Reproduza sem alterações o trecho do texto sobre a região da Glória que vai de "Desenvolver mapas da" até "processo de aprendizagem.".

BLOCO DE TEXTO
^^^^^^^^^^^^^^^^

Desenvolver mapas da região da Glória e cercanias a fim de familiarizar os calouros da ESPM Rio com o território, foi o desafio proposto aos estudantes do 1º período da graduação em Design Gráfico, e cujo relato é tema do capítulo de André Beltrão e Mirella De Menezes Migliari. Os estudantes engajaram-se no mapeamento das áreas adjacentes à Escola a partir de temas e recortes variados. Ao final do processo, a turma desenvolveu um conjunto de oito mapas da região da Glória em papel – acompanhados por relatórios de projeto – e impressos em cores, que foram ao encontro da proposta inicial e envolveram questões tais como: identificação do território; escala; legenda; representação gráfica; simplificação entre outros. Mas, sobretudo, o projeto gerou nos estudantes um sentimento de pertencimento que criou significado no processo de aprendizagem.
Escavar o chão a fim de se compreender as muitas camadas de detritos e de episódios ao longo da história desta cidade que compõem hoje o território da Glória e do Aterro constitui a narrativa de Ana Luiza Nobre, Caio Rechuem e Carlos Saul Zebulun. O processo de territorialização e desterritorialização começa com a batalha de Uruçumirim, e culmina com o chamado “Aterro” – obra emblemática não só da expansão e modernização urbana da cidade, mas que também encobre e silencia outros tantos projetos e memórias menosprezados. Esse artigo percorre a região desde o século XVI até o presente, e faz paralelos com outras regiões na cidade e no mundo, refletindo sobre uma trama de relações entre arquitetura e colonialidade.

^^^^^^^^^^^^^^^^

LISTAGEM
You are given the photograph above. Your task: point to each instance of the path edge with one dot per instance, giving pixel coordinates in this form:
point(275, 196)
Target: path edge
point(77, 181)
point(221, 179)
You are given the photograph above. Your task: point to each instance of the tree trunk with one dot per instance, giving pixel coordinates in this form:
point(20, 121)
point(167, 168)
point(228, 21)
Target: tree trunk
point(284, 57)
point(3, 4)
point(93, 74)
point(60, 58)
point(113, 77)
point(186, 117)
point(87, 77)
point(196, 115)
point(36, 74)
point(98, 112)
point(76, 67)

^^^^^^^^^^^^^^^^

RESULTADO DA TAREFA
Desenvolver mapas da região da Glória e cercanias a fim de familiarizar os calouros da ESPM Rio com o território, foi o desafio proposto aos estudantes do 1º período da graduação em Design Gráfico, e cujo relato é tema do capítulo de André Beltrão e Mirella De Menezes Migliari. Os estudantes engajaram-se no mapeamento das áreas adjacentes à Escola a partir de temas e recortes variados. Ao final do processo, a turma desenvolveu um conjunto de oito mapas da região da Glória em papel – acompanhados por relatórios de projeto – e impressos em cores, que foram ao encontro da proposta inicial e envolveram questões tais como: identificação do território; escala; legenda; representação gráfica; simplificação entre outros. Mas, sobretudo, o projeto gerou nos estudantes um sentimento de pertencimento que criou significado no processo de aprendizagem.